(課題 1) 以下の行のうち、文字列「post」を含む行を数え、その数だけを示してください。大文字と小文字は区別します。

(ページ本文)
働くことを通して「豊かさ」や「幸せ」を味わう人を増やし、人のエネルギーを最大化する組織・チームをつくること。ドラッカーのマネジメントや、脳・メンタルなどの記事を中心に、成果をあげる組織・チームづくりのヒントをお届けするブログです。

感情と潜在意識を活用したマネジメントは、なぜ成果をもたらすのか?

こんばんは!
今日もお読みいただきありがとうございます。

ここ最近、このブログのエントリーは「感情と潜在意識を活用したマネジメント」のお話が中心になりつつあります。ドラッカー教授とは随分とご無沙汰です…。と、ここまで振っておきながら、今日も『感情』のお話にします…(^_^;) 

ブログの説明にもある通り、このブログの目的の1つは「私自身の知識をまとめるため」です。何度か『感情』のお話を書かせて頂いたおかげで、ようやく私自身も、この話を中締めするゴールらしきものが見えてきました。「えっ?いまさら??」と思われた方、スミマセン。。。(笑)

(名前付きオブジェクトの位置指定エントリ)
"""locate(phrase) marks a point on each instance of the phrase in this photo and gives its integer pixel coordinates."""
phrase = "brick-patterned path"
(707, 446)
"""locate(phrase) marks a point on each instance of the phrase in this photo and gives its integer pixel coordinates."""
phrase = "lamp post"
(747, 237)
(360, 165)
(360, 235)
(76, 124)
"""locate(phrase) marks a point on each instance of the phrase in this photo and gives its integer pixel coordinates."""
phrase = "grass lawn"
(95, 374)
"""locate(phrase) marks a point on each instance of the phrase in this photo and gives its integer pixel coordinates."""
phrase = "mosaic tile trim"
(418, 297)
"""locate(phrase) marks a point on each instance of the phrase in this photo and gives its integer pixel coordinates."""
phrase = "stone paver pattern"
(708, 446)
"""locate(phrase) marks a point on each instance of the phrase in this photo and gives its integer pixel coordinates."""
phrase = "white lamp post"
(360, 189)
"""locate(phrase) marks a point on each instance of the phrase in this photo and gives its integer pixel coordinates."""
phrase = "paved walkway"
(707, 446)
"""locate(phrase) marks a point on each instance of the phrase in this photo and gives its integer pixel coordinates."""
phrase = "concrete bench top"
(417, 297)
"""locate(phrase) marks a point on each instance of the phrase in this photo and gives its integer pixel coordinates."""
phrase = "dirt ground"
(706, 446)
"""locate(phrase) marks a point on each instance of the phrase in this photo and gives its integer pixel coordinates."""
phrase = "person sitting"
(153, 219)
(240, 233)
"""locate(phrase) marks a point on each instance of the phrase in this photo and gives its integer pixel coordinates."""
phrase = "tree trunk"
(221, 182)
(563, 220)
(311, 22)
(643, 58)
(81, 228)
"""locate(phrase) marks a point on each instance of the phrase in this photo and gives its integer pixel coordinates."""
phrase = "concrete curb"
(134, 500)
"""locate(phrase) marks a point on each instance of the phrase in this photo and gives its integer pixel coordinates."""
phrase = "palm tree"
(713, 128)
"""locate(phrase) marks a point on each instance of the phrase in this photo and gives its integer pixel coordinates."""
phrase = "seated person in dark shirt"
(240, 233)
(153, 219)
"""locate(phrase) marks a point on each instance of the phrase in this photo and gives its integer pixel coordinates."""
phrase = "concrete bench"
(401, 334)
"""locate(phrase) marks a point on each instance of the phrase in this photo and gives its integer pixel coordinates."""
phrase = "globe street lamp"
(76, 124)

(課題 2) 上に示した、感情と潜在意識を活用したマネジメントに関するブログ記事の続きを、最後の文の後から書いてください。

(解答 1) 2

(解答 2)
言い訳がくどくど長くなりましたが、本題に入ります。今日はちょっと長めのエントリーなので、時間のある時にゆっくりお読みください。


以前にも書いたと思いますが、私は2年ほど前、「内観」という瞑想を主体とした研修を受けました。この際、自分の『感情』がどのように作られているのか、1週間という時間をかけてゆっくり俯瞰するという貴重な体験をすることができました。私が『感情』や『潜在意識』の可能性に気づいたきっかけは、この「内観」の経験にあります。

特に興味を頂いたのは、感情と人の行動についての関連性でした。私たちは生まれ育った過程で、必ず自分の思い通りには行かなかった、挫折の経験をしてきています。

挫折の中には、「自分が不得意だったから挫折したもの」のほかに、「自分が人より得意だったから、周りから理解されずに挫折したもの」もあります。「周りの人の幼児性が引き起こした挫折」もあります。

私たちは、これらの挫折を引きずり続けて人生を生きています。あくまで過去の挫折なのですが、時間の感覚を持たない潜在意識の世界では、この挫折を過去のものと受け取っていません。消化しきれなかった挫折は、今も形を変えて自分の行動に影響を与え続けています。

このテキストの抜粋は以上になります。